Can you give back only the stretch from the line containing "Annotate each instance of the skyscraper" through the line containing "Query: pier", with "single point" renamed to "single dot" and nothing else altered?

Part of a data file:

--- start ---

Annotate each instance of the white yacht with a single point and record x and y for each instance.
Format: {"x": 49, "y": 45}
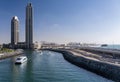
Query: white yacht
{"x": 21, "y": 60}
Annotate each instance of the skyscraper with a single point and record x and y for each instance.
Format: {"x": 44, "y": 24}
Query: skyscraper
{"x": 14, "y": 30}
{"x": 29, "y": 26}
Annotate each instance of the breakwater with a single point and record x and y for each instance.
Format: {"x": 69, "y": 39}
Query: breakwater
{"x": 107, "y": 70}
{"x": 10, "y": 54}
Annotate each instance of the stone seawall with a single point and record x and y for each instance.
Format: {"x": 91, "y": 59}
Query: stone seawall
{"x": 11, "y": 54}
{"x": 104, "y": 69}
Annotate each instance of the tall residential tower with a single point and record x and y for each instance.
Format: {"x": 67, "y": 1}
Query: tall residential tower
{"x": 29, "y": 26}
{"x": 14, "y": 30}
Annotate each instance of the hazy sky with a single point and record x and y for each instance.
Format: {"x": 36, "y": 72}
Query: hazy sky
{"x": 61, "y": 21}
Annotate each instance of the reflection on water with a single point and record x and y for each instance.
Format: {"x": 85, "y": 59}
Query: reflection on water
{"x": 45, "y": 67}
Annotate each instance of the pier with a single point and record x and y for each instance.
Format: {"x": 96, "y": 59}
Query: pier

--- end ---
--- start ---

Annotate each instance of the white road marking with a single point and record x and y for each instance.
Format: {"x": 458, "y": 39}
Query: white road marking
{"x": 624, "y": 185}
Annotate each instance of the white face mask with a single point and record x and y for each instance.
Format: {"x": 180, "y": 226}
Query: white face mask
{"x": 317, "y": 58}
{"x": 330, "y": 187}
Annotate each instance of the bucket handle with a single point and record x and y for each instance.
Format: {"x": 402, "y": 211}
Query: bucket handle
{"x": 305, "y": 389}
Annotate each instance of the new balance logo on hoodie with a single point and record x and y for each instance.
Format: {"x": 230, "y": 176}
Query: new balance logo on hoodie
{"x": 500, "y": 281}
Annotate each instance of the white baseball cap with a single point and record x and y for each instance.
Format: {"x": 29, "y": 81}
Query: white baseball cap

--- end ---

Solution for this task ->
Annotate each instance of the skyscraper with a single dot and record x and y for each instance.
Format: {"x": 44, "y": 24}
Query: skyscraper
{"x": 14, "y": 30}
{"x": 29, "y": 26}
Annotate each instance of the breakwater with a single dot and record x and y for each instance.
Format: {"x": 69, "y": 39}
Query: breakwater
{"x": 107, "y": 70}
{"x": 10, "y": 54}
Annotate each instance of the stone seawall with a single dot and record x and y for each instance.
Format: {"x": 91, "y": 59}
Query: stone seawall
{"x": 11, "y": 54}
{"x": 104, "y": 69}
Annotate each instance of the tall residential tower with a single dot and record x and y for each instance.
Format: {"x": 67, "y": 1}
Query: tall residential tower
{"x": 29, "y": 26}
{"x": 14, "y": 30}
Annotate each instance of the hazy sky with a single dot and record x and y for each instance.
Format: {"x": 36, "y": 72}
Query: hazy sky
{"x": 61, "y": 21}
Annotate each instance of the reflection on water with a single dot and record x and y for each instance.
Format: {"x": 85, "y": 59}
Query: reflection on water
{"x": 45, "y": 67}
Annotate each instance of the pier with a single dot and record x and y for each instance.
Format: {"x": 96, "y": 59}
Query: pier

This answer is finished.